══ Page text ══

Facebook: http://www.facebook.com/thebrainscoop

The Brain Scoop is hosted and written by:
Emily Graslie

Executive Producer:
Hank Green (http://www.youtube.com/hankschannel)

Directed, Edited, and Scored by:
Michael Aranda (http://www.youtube.com/michaelaranda)

You know who warms my heart? Martina Šafusová, Diana Raynes, Katerina Idrik, Hervé Saint Raymond, John-Alan Pascoe, Tony Chu, Seth Bergenholtz, and Barbara Velázquez. They took the time to transcribe and translate this episode for you. :D

Michael Aranda: This episode of The Brain Scoop is brought to you by a fantastically generous contribution from Heather Hsu.

(Brain Scoop intro plays)

Emily Graslie: The Chicago Field Museum is one of the largest and most respected natural history museums in the world.  Join me as we go behind the scenes!  Dun dun dun!

Bill Stanley: So we get our specimens from um, a variety of different places, uh, I spend several weeks out of the year in Eastern Africa living on rice and beans-

Emily: Wow.  Pfft, wow. 

Bill: -uh, collecting rats, and um, so these things come back here and uh, they're cleaned up.

═══

Written problem A:
Please reproduce the part of the Brain Scoop transcript starting with "Directed, Edited, and" and going on through "Wow.  Pfft, wow.".
Written problem B:
According to the Brain Scoop transcript, where does Bill Stanley spend several weeks each year?

══ Stored data ══

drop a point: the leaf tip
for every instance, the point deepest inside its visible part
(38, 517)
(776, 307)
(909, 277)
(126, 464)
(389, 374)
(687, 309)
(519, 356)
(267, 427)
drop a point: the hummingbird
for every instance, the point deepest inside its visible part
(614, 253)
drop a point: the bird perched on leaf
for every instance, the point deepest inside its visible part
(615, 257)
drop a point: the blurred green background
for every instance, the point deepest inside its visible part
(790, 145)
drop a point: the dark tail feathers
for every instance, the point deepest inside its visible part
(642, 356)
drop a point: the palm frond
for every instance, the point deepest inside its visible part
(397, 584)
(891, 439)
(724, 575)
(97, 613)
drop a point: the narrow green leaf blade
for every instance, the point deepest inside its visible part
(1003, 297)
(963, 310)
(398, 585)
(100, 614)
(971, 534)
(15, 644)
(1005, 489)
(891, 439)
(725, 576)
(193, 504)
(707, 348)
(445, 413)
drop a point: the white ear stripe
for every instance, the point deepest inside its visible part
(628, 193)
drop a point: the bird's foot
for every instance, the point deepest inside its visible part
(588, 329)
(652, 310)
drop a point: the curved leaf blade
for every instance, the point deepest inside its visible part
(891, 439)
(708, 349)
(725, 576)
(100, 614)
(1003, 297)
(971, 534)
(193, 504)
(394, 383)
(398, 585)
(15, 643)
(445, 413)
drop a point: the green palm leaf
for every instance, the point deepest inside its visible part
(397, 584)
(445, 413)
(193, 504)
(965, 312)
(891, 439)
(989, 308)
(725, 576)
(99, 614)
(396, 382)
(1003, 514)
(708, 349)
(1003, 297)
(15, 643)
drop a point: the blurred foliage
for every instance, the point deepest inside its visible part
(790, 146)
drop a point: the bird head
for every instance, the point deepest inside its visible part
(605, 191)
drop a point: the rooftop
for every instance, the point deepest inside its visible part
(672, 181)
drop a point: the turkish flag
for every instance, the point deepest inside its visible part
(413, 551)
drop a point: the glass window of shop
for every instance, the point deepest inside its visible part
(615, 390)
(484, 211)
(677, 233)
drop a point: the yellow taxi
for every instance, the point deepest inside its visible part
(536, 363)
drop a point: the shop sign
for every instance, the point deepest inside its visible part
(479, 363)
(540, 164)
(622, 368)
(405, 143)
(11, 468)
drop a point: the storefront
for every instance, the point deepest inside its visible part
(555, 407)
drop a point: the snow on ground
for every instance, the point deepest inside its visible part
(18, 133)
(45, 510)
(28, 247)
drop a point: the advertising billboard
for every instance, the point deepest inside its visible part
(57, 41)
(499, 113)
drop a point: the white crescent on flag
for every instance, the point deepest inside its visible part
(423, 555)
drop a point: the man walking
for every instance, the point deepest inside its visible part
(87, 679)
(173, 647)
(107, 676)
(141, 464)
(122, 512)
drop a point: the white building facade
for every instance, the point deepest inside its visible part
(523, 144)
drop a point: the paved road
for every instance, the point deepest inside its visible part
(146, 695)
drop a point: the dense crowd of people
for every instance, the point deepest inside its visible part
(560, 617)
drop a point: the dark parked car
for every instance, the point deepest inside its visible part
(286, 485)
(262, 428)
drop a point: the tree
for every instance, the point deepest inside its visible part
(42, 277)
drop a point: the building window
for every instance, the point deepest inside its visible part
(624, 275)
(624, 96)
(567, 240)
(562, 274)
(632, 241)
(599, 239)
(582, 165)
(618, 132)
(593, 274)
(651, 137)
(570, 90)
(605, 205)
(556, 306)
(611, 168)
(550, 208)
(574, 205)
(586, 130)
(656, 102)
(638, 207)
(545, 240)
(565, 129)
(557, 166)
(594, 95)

═══

Full answer A:
Directed, Edited, and Scored by:
Michael Aranda (http://www.youtube.com/michaelaranda)

You know who warms my heart? Martina Šafusová, Diana Raynes, Katerina Idrik, Hervé Saint Raymond, John-Alan Pascoe, Tony Chu, Seth Bergenholtz, and Barbara Velázquez. They took the time to transcribe and translate this episode for you. :D

Michael Aranda: This episode of The Brain Scoop is brought to you by a fantastically generous contribution from Heather Hsu.

(Brain Scoop intro plays)

Emily Graslie: The Chicago Field Museum is one of the largest and most respected natural history museums in the world.  Join me as we go behind the scenes!  Dun dun dun!

Bill Stanley: So we get our specimens from um, a variety of different places, uh, I spend several weeks out of the year in Eastern Africa living on rice and beans-

Emily: Wow.  Pfft, wow.

Full answer B:
In Eastern Africa.